* [Directions]:
1) According to the profile of Tala Badri, what was she the first Emirati to pursue?
2) List every role the opening sentence of the profile of Tala Badri uses to describe her.
3) Please extend the profile of Tala Badri, starting after its last sentence.

* [Reading text]:
========================================

Whether viewed as an entrepreneur, a musician or a philanthropist, Tala Badri is an inspirational figure.
As the founder of Dubai’s game-changing Centre for Musical Arts (CMA), she invented the ideal vehicle to channel all these callings into the cause she holds most dear.
Touching thousands of young lives over the past decade, Badri has proved to be a pioneer of music education in the Gulf.
Her efforts have earned a shelf of business awards, which is remarkable given that the CMA is run as a non-profit organization.
The Emirati altruist has directed resources toward leading outreach programs for disadvantaged street children in Cambodia and young Palestinian refugees.
“Someone recently offered to buy (my business) out, but they would’ve totally destroyed it,” laughed the 45-year-old.
“Their concept of music education was to run it like a pure business. I was absolutely mortified.
“I was like, ‘that’s not happening. I don’t care how much money I’m not going to make, I’m not going to hand over something I’ve built for more than 11 years and let you ruin it’.”
Badri first began breaking down doors while still a teenager, when she became the first Emirati to pursue a university education in music, some quarter-century ago, after her parents battled for government funding to study abroad.

========================================

(Dataset rows)
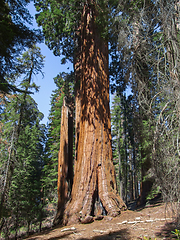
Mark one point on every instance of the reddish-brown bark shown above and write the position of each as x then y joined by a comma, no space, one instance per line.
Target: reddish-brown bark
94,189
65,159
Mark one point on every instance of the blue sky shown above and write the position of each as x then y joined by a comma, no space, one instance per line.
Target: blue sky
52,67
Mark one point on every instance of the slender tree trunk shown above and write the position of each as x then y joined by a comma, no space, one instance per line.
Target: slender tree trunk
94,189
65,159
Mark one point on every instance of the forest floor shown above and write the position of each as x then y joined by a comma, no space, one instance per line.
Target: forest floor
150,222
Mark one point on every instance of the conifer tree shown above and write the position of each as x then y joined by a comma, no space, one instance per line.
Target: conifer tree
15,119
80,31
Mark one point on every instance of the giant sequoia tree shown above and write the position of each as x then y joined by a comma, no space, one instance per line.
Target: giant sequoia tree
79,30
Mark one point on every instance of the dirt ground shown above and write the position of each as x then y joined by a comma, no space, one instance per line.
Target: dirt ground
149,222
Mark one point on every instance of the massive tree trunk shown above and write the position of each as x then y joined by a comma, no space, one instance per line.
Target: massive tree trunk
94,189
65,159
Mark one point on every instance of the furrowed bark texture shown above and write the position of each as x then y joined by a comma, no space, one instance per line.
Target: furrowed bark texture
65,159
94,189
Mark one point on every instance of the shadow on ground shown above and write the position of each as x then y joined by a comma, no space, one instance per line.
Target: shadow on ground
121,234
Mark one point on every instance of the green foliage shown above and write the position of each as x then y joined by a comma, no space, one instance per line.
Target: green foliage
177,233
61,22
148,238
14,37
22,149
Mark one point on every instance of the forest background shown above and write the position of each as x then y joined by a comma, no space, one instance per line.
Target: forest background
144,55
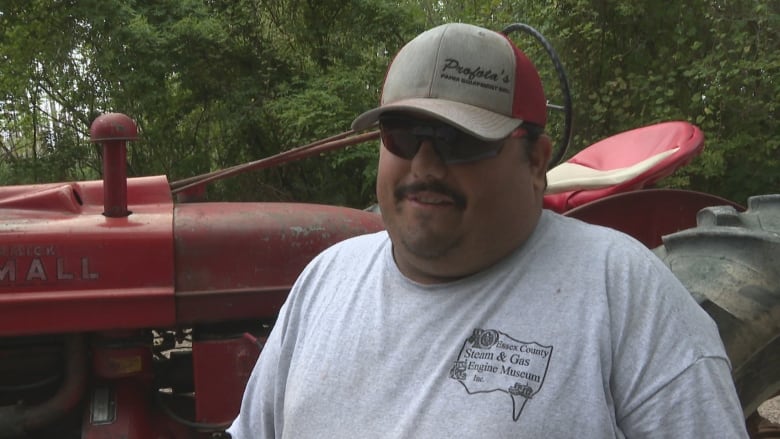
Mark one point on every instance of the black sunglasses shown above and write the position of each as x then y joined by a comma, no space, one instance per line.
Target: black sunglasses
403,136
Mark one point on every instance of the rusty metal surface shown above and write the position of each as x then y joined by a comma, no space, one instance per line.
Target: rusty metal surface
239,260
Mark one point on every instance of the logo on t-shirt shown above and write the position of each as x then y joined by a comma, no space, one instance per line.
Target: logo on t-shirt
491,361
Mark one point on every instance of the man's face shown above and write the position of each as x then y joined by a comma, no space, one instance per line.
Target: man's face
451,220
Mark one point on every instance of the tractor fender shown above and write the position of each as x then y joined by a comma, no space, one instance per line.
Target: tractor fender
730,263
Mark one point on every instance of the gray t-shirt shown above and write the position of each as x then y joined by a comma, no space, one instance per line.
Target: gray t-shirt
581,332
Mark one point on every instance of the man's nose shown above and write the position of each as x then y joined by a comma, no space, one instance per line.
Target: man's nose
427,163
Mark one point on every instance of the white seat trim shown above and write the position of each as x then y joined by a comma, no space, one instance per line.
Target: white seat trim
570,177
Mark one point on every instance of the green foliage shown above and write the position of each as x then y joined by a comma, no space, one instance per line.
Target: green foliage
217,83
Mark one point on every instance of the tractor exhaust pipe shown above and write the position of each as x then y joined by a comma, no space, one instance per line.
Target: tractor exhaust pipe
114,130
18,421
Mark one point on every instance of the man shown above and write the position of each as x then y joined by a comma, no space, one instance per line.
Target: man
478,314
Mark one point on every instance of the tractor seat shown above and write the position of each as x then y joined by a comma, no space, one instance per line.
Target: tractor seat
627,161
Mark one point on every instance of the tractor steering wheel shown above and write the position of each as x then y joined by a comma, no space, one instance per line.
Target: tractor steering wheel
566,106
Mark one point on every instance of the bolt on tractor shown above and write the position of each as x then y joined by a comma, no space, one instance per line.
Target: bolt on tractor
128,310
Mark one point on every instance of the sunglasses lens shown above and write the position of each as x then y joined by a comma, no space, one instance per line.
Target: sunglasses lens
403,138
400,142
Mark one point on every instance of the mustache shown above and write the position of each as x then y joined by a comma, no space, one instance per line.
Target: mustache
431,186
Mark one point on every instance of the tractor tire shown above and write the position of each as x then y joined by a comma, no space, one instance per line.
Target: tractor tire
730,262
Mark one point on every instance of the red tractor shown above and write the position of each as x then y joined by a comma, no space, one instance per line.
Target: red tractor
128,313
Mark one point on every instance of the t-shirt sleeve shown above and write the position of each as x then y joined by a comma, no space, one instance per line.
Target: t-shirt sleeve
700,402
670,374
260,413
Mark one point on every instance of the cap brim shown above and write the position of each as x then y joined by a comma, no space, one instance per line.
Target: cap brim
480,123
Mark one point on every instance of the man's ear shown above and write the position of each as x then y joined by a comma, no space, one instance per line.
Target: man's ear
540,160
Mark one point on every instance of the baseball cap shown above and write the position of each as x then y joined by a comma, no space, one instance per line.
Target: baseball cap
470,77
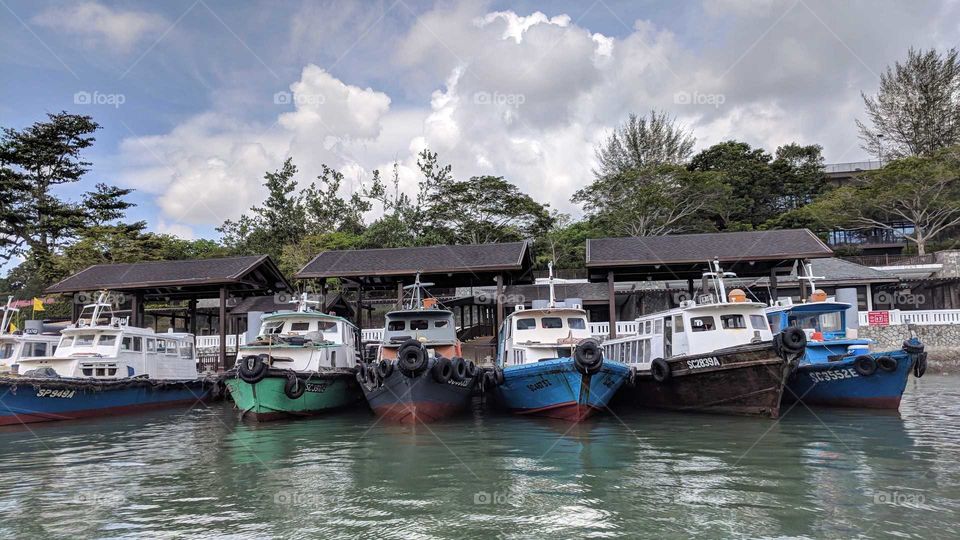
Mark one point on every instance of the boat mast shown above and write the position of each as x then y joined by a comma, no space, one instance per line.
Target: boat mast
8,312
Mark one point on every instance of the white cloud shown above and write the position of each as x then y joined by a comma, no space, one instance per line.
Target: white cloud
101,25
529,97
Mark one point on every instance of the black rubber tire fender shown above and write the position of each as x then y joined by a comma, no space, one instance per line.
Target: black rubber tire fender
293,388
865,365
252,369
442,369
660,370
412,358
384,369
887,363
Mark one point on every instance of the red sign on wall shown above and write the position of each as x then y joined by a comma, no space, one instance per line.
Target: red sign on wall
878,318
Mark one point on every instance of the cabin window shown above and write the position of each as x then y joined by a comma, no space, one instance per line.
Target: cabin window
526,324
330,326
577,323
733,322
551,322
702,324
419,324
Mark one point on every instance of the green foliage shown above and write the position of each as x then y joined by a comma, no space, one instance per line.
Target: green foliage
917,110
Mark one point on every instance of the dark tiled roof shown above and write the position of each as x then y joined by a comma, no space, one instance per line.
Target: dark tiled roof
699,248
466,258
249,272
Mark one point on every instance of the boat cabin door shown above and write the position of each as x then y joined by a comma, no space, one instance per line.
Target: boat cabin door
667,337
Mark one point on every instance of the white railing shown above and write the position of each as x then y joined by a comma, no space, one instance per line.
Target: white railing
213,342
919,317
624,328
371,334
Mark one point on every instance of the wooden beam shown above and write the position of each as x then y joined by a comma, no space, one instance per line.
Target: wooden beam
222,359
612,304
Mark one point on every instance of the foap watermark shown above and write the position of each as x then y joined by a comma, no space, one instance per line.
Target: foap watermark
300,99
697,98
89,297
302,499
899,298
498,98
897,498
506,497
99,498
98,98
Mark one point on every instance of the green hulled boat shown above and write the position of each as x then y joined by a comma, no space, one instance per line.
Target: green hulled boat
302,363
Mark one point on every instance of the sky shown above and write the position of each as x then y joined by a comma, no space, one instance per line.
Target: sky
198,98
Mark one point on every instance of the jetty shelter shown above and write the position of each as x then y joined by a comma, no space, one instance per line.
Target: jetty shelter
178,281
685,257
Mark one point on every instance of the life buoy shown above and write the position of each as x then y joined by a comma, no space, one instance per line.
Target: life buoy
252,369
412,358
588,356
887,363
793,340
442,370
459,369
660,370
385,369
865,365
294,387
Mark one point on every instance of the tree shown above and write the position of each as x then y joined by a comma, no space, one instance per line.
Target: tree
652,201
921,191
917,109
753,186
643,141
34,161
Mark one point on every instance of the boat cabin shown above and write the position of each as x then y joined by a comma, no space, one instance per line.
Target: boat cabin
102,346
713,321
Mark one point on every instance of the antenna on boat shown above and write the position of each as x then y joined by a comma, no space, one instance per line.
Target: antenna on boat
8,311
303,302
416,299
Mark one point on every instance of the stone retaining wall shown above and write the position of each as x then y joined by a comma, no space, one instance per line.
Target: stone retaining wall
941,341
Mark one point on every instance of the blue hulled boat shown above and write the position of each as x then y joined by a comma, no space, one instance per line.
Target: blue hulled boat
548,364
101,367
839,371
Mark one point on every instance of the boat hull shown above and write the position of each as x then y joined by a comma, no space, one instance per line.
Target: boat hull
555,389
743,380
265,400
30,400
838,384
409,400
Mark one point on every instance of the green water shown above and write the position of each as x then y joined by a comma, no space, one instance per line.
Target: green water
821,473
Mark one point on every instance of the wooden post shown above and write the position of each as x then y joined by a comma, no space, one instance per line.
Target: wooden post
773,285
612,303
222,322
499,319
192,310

========================================

* [Outputs]:
1) A university education in music.

2) Entrepreneur, musician, philanthropist

3)
“It was tough. My mum and dad had to go in and fight for me to study music, really fight for it. If they hadn’t, I’d be somewhere very different today,” she said.
The campaign was rewarded when Badri later graduated from Royal Holloway, University of London, in 1995.
To this day, she remains the only Emirati woman to earn a degree in music. “It’s very sad, because it shows in 25 years nothing has changed,” she said.
“When people see music as something important that develops a person, not a frivolous hobby, that’s when it’s truly changed.
“We need recognition of what music gives you in terms of softer skills. More and more employers are looking for the ability to think artistically.
“From a business perspective, they’re looking for a sense of cursivity, rather than just a business degree, in getting people to think outside the box.”
Badri has certainly done her bit toward the battle. After earning a second degree in management and languages, then spending 10 years working for international brands in the financial and consumer sector, she had assembled the skills to pursue her calling.
On the back of a small business loan, the CMA was founded in September 2006 with just six teachers.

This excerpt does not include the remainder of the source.